PARTS OF THE EXERCISE:
1. Can you print the stretch of the join cardinality excerpt from "Join Card - Rounded: 373" through "(117.00) * sel (0.008547)", word for word?
2. What follows the last sentence of the join cardinality excerpt? Write the continuation.
*** Opening SELECTED TEXT ***
Join Card: 373.19 = outer (1.00) * inner (21645.00) * sel (0.017241)
Join Card - Rounded: 373 Computed: 373.19
...
***************
Now joining: TAB4_MV[H]#11
***************
...
Join Card: 126.39 = outer (373.19) * inner (550.00) * sel (6.1576e-04)
Join Card - Rounded: 126 Computed: 126.39
...
***************
Now joining: TAB5_MV[D]#9
***************
...
Join Card: 126.39 = outer (126.39) * inner (117.00) * sel (0.008547)
Join Card - Rounded: 126 Computed: 126.39
...
***************
Now joining: TAB6_MV[AC]#12
***************
...
Join Card: 11.29 = outer (126.39) * inner (2796.88) * sel (3.1939e-05)
Join Card - Rounded: 11 Computed: 11.29
...
***************
Now joining: TAB7_MV[SR]#7
***************
...
Join Card: 11.29 = outer (11.29) * inner (23.00) * sel (0.043478)
Join Card - Rounded: 11 Computed: 11.29
...

As you can see calculated output cardinality is 11.29.
I have made some small experiment and I cut out from SQL query part related only to those 7 tables.

select count(*) FROM TAB4_MV H, TAB3_MV S,TAB1_MV P,TAB2_MV E,TAB5_MV D,TAB6_MV AC,TAB7_MV SR
WHERE S.TAB3_TC = H.TAB4_TC AND S.TAB3_CON_ID = H.TAB4_ID
AND S.TAB3_CON_NUMBER = H.TAB4_CON_NUMBER
AND H.TAB4_DETAIL_PAY_CODE = D.TAB5_DETAIL_CODE
AND S.TAB3_CON_ID = AC.TAB6_CR_ID
AND S.TAB3_CON_NUMBER = AC.TAB6_CR_NUMBER
AND AC.TAB6_CR_SRCE_CODE = SR.TAB7_CODE
AND S.TAB3_CON_ID = P.TAB1_ID
AND P.TAB1_ECAT_CODE = E.TAB2_CODE;

Here is a result of that query

COUNT(*)
---------
141 354 138

Comparing that to estimated 11.92 rows you can see that real join cardinality is almost 10 mln times more that calculated.
*** Closing SELECTED TEXT ***
*** Opening STUDY MATERIAL ***
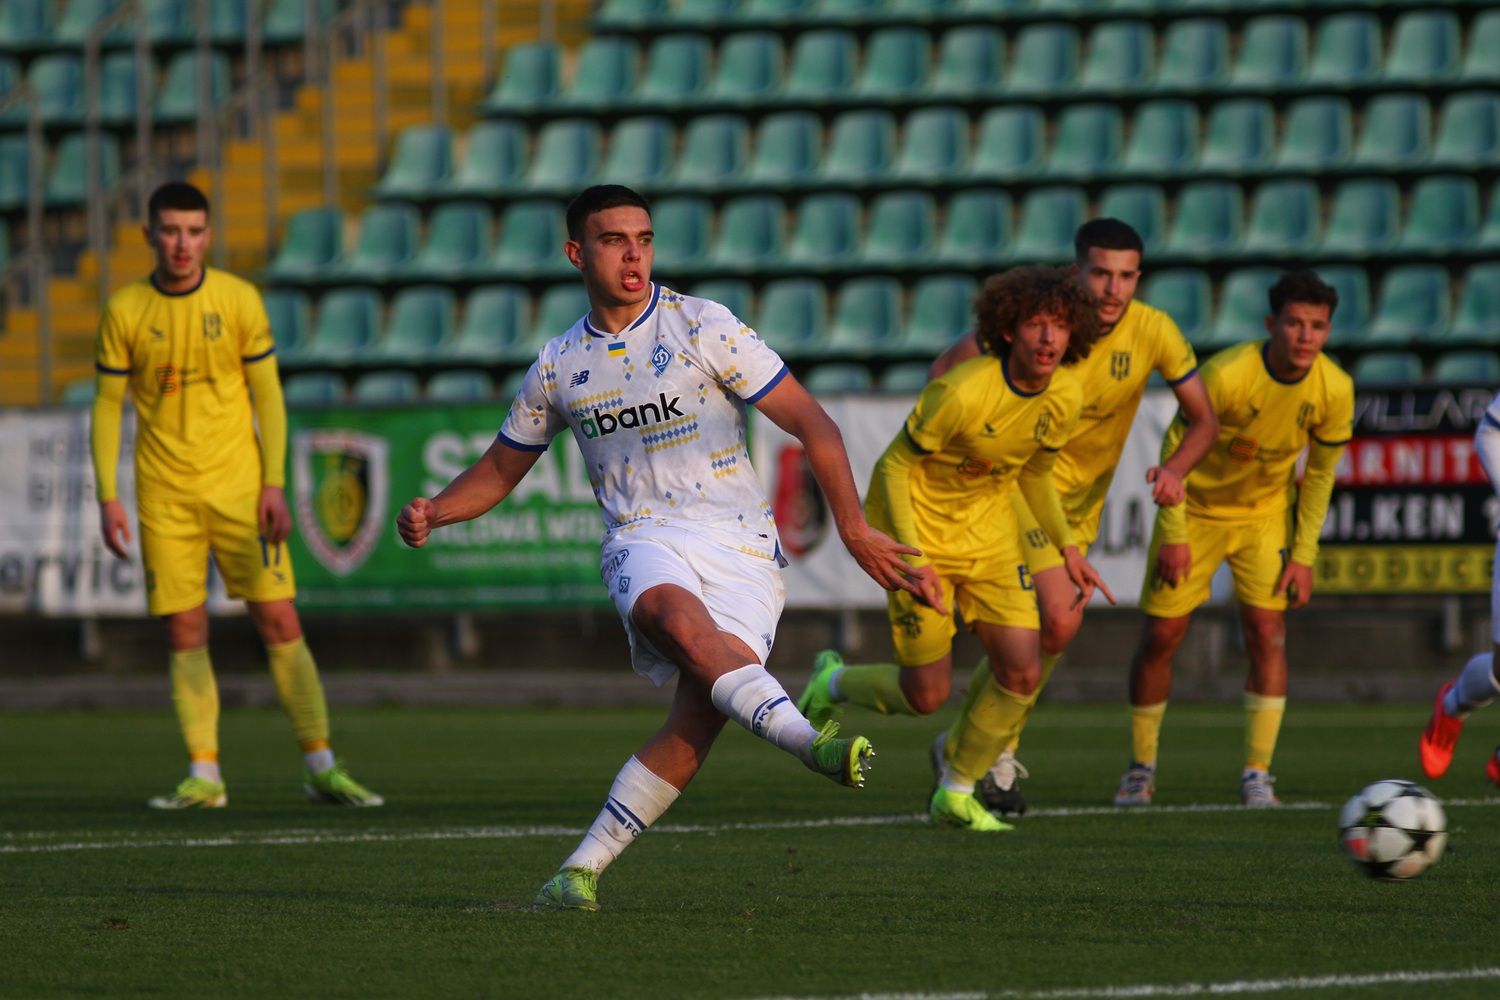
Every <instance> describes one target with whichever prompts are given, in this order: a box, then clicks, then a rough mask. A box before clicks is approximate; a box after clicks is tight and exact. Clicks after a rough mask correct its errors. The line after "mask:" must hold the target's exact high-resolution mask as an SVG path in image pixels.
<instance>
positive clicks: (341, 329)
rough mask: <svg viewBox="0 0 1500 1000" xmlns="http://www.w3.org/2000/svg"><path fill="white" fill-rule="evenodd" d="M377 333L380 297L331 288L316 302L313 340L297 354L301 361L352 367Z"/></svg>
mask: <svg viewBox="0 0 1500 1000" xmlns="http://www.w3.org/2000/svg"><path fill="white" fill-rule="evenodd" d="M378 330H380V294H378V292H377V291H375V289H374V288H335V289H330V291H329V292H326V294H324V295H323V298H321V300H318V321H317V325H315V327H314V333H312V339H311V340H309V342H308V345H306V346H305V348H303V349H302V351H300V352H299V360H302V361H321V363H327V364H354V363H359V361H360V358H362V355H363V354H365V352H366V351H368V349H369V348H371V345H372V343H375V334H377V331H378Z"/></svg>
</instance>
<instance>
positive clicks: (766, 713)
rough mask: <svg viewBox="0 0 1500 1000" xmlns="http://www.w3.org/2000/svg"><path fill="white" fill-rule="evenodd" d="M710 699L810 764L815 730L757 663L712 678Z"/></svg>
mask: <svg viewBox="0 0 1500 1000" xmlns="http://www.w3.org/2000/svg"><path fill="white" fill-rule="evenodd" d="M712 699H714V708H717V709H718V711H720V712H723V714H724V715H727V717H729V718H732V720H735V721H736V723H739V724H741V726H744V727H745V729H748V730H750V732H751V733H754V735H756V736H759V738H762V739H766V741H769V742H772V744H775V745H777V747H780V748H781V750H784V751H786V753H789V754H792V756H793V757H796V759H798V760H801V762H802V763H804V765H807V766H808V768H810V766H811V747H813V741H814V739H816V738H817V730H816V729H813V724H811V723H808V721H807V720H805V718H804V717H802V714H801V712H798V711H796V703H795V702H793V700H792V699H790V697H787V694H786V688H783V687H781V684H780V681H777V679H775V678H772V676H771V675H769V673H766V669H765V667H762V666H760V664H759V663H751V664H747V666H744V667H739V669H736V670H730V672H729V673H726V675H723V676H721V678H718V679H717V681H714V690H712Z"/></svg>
*** Closing STUDY MATERIAL ***
*** Opening STUDY MATERIAL ***
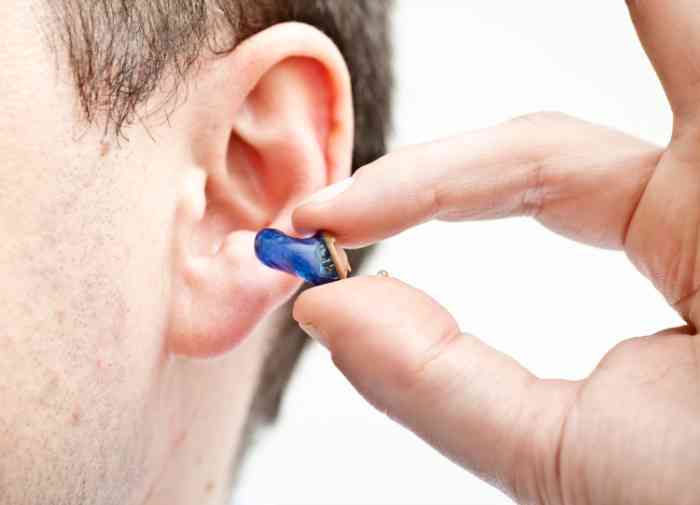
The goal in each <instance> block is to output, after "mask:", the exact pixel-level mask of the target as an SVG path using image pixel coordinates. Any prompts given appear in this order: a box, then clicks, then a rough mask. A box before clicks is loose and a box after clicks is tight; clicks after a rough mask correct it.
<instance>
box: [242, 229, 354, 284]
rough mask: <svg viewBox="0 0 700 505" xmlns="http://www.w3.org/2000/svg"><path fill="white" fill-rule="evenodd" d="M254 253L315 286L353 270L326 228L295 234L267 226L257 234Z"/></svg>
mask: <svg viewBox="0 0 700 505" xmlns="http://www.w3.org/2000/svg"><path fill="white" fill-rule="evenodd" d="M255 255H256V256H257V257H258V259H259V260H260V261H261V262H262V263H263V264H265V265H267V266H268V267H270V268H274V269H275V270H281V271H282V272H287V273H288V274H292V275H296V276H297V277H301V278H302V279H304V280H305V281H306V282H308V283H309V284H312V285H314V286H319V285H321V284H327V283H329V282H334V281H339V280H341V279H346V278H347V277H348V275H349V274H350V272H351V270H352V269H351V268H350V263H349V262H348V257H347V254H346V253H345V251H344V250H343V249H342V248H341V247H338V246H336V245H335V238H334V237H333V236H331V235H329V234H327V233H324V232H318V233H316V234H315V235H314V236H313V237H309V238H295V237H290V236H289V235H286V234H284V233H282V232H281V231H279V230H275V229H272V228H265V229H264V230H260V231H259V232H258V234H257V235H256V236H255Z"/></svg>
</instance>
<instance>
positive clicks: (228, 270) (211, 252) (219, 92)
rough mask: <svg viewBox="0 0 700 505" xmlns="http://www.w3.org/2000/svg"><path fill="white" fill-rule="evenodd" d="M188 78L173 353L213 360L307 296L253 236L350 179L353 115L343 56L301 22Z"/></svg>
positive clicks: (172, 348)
*** Closing STUDY MATERIAL ***
TASK-BY-TASK ANSWERS:
1.
Join Card - Rounded: 373 Computed: 373.19
...
***************
Now joining: TAB4_MV[H]#11
***************
...
Join Card: 126.39 = outer (373.19) * inner (550.00) * sel (6.1576e-04)
Join Card - Rounded: 126 Computed: 126.39
...
***************
Now joining: TAB5_MV[D]#9
***************
...
Join Card: 126.39 = outer (126.39) * inner (117.00) * sel (0.008547)

2.
Ok so let’s execute a full SQL query. Best join order is set to 295 - see calculation at the begining of that post. As you can see cardinality is set to 1 now but result of query

select count(*) FROM SP_MV R, TAB4_MV H,TAB3_MV S,TAB1_MV P,TAB2_MV E,TAB5_MV D,
TAB6_MV AC,TAB7_MV SR
WHERE R.SP_ENTITY_IND = 'P'
AND R.SP_CHANGE_IND IS NULL
AND R.SID = S.TAB3_STU_ID
AND S.TAB3_TC = H.TAB4_TC
AND S.TAB3_CON_ID = H.TAB4_ID
AND S.TAB3_CON_NUMBER = H.TAB4_CON_NUMBER
AND H.TAB4_DETAIL_PAY_CODE = D.TAB5_DETAIL_CODE
AND S.TAB3_CON_ID = AC.TAB6_CR_ID
AND S.TAB3_CON_NUMBER = AC.TAB6_CR_NUMBER
AND R.SID = AC.TAB6_ID
AND AC.TAB6_CR_SRCE_CODE = SR.TAB7_CODE
AND S.TAB3_CON_ID = P.TAB1_ID
AND P.TAB1_ECAT_CODE = E.TAB2_CODE;

is

ORA-01652: unable to extend temp segment by 64 in tablespace TEMP

This is not what a customer is expecting as results of report. I find out that when cardinality of table is set via dbms_stats.set_table_stats it is not changed in Single Table Cardinality Section. I have to investigate this more deeply why but for now this is my solution for that problem.

See you in part 3.

regards,
Marcin

Thursday, May 7, 2009

Do we still need DBA ? A short story about Oracle CBO and data. – part 1

What is a Cost Based Optimizer ?
It is a mathematic model which is trying to estimate using some calculation what will be a best execution plan for particular SQL. All the calculations are based on objects (tables and indexes) statistics, instance statistics and some build in rules. Step by step Oracle CBO is calculating a cost of query (join by join, filter by filter) but some very important part is missing from calculations. What is missing from that ?
A data itself. CBO (in normal mode) doesn’t care about data of course there can be some histograms or column selectivity but in general there is no overview of values of rows.

Why I’m writing about that – I have created a 14 database for 14 branches of that same intuition. There is one source system which is replicated to BI databases and in each database a materialized view based on that same query are generated.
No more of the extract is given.